Task instructions: Reproduce the lines below word for word, starting at the line that contains "of the bishop" and ending with the very last line, both included.

********************

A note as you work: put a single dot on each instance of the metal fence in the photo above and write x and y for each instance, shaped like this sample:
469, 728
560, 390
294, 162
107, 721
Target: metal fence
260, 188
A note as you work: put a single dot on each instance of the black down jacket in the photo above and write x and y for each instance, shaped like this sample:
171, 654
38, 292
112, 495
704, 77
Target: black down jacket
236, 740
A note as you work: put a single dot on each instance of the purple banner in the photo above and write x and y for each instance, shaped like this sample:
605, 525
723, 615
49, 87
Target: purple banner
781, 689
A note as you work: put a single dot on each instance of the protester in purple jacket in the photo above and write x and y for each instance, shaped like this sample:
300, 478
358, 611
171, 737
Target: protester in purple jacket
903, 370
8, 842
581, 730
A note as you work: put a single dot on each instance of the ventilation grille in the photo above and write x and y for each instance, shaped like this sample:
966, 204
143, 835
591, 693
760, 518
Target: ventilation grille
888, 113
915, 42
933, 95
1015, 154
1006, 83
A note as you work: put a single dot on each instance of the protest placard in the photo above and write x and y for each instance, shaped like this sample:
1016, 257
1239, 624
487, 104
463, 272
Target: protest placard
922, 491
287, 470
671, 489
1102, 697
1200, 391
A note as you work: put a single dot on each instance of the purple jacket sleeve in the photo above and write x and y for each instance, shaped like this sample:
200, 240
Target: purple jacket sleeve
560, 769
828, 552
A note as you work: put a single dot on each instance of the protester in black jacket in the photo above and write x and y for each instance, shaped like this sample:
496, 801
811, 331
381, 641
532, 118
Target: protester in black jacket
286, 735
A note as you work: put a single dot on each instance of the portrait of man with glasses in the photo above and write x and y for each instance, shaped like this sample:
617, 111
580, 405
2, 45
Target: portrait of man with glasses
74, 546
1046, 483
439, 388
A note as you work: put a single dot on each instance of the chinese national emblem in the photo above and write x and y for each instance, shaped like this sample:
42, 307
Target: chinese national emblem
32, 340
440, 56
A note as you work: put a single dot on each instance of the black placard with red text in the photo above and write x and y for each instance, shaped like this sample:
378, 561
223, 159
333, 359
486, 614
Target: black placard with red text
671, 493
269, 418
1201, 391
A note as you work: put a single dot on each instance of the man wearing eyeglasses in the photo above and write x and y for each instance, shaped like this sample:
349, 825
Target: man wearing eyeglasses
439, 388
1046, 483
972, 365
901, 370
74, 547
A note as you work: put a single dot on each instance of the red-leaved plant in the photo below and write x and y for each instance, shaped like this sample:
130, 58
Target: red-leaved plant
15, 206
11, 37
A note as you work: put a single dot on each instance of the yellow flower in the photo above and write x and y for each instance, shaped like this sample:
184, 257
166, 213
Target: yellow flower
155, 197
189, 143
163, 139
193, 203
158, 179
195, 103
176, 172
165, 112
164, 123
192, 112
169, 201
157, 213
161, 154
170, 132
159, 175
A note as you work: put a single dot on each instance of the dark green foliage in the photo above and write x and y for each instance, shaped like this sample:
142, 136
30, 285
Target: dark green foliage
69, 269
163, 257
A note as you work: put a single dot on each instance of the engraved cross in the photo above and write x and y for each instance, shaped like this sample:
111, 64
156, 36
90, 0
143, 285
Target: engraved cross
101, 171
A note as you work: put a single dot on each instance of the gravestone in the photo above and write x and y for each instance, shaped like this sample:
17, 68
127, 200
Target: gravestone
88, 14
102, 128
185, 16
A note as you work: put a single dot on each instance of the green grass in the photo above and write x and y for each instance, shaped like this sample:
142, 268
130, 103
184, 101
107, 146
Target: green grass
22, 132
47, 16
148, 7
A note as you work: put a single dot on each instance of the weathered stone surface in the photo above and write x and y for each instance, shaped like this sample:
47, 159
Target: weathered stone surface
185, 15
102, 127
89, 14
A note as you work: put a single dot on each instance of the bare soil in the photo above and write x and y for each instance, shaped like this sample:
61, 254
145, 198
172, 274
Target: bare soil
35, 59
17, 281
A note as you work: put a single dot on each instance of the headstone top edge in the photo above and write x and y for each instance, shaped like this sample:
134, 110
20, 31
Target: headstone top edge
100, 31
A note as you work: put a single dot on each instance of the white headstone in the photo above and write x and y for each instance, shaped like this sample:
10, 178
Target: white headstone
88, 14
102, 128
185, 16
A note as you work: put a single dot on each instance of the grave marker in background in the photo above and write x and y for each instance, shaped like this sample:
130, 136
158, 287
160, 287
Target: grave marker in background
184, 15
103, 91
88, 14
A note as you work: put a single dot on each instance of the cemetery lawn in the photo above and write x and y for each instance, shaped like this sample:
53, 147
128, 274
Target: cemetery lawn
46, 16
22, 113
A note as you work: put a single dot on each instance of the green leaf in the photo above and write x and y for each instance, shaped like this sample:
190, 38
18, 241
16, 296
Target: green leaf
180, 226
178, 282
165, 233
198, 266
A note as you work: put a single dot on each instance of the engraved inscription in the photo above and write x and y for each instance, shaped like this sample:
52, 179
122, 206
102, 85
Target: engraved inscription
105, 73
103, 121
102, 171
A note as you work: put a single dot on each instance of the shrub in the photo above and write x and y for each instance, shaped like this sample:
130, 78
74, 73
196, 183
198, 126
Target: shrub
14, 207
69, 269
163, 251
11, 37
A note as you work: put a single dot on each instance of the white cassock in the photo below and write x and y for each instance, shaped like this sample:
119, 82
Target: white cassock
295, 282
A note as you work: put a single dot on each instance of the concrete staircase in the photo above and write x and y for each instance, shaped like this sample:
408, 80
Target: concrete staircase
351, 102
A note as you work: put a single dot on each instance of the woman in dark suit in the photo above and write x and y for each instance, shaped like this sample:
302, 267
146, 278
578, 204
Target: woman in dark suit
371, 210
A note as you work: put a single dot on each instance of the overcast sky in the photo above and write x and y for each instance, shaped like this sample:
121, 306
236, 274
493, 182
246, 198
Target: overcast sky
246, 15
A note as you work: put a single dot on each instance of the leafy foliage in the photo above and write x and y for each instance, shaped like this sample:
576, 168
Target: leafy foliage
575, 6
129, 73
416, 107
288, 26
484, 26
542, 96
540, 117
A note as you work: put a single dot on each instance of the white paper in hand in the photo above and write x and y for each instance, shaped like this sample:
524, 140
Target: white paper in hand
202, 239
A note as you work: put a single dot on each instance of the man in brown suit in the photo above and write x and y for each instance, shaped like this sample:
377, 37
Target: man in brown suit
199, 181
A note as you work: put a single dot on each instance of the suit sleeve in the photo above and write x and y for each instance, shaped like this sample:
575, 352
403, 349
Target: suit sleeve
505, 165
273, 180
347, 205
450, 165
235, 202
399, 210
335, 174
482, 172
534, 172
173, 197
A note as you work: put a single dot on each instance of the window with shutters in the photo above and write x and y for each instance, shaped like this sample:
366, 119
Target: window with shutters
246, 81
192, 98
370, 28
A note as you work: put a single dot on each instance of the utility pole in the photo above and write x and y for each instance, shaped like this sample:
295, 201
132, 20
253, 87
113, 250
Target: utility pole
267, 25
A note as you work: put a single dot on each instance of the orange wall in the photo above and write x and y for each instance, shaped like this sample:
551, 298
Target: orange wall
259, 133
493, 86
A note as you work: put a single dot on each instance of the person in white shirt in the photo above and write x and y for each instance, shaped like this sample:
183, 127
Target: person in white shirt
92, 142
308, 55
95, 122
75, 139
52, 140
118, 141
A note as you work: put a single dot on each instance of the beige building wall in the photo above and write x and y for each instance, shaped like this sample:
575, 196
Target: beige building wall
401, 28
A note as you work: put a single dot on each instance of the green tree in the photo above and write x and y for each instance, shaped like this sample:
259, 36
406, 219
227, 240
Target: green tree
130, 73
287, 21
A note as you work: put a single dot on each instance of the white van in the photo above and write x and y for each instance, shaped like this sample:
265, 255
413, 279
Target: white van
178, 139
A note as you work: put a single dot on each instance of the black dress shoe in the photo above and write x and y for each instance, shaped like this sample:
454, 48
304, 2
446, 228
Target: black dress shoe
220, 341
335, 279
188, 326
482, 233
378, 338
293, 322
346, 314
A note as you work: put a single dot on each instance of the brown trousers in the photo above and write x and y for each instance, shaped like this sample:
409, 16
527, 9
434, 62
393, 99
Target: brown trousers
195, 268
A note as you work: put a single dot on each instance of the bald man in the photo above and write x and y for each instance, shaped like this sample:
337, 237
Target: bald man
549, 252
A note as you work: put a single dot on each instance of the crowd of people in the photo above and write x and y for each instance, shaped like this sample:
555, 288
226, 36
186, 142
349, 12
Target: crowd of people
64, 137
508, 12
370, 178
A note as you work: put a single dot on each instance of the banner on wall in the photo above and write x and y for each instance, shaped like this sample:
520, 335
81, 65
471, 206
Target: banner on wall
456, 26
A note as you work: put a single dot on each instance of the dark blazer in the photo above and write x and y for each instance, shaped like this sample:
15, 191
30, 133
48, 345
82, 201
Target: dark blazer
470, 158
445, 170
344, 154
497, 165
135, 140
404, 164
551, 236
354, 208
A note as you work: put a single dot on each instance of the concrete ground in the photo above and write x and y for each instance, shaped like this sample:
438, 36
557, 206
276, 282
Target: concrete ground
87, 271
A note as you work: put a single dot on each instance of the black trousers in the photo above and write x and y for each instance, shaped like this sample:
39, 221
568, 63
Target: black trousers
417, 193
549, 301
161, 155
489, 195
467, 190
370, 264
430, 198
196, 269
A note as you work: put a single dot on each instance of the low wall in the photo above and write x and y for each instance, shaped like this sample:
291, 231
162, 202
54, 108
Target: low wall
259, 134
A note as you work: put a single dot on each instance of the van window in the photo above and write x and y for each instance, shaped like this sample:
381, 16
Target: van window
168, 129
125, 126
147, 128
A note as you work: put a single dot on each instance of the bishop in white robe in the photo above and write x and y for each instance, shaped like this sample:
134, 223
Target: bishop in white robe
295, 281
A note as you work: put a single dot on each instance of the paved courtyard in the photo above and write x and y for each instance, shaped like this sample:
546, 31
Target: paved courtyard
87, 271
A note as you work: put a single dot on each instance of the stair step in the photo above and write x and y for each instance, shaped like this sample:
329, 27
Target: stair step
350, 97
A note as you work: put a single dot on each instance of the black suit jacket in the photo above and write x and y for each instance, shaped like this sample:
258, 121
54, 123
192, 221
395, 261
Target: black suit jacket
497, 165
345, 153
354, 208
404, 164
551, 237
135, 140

********************

Solution to the exercise:
A note as you work: put a single dot on each instance of the bishop in white robe in the photo above and write x and y for each instance, shaped like this sample:
134, 223
Target: bishop in white robe
295, 281
A note as you work: put a single dot on each instance of the paved courtyard in the photo above and write x and y for each instance, shaped like this sample:
546, 31
Target: paved courtyard
87, 271
A note as you work: put a single dot on each instance of the stair step in the photo above and write x and y for each instance, shaped like this sample:
329, 27
Target: stair step
350, 97
A note as you work: put a single dot on each instance of the black suit jacket in the photo above and write x and y for each instance, shaped like this sample:
258, 121
54, 123
192, 221
395, 261
Target: black suit jacket
497, 165
345, 153
354, 208
404, 164
551, 237
135, 140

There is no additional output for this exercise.